** To do **
Apart from the images, reproduce every record word for word.

START Given data

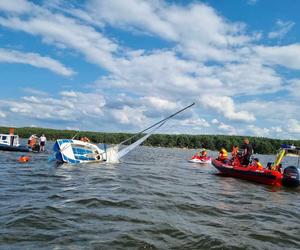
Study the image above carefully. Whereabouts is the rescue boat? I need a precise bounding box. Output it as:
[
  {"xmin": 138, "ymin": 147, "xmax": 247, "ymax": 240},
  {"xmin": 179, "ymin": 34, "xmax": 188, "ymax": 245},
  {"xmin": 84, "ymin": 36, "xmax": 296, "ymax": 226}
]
[
  {"xmin": 212, "ymin": 145, "xmax": 300, "ymax": 188},
  {"xmin": 212, "ymin": 159, "xmax": 282, "ymax": 186}
]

END Given data

** Output below **
Study the image above carefully. Whereabouts is the rescue boat? I need a precise bounding box. Output it as:
[
  {"xmin": 138, "ymin": 147, "xmax": 247, "ymax": 240},
  {"xmin": 179, "ymin": 34, "xmax": 188, "ymax": 245},
  {"xmin": 84, "ymin": 36, "xmax": 296, "ymax": 226}
]
[
  {"xmin": 212, "ymin": 145, "xmax": 300, "ymax": 188},
  {"xmin": 212, "ymin": 159, "xmax": 282, "ymax": 186}
]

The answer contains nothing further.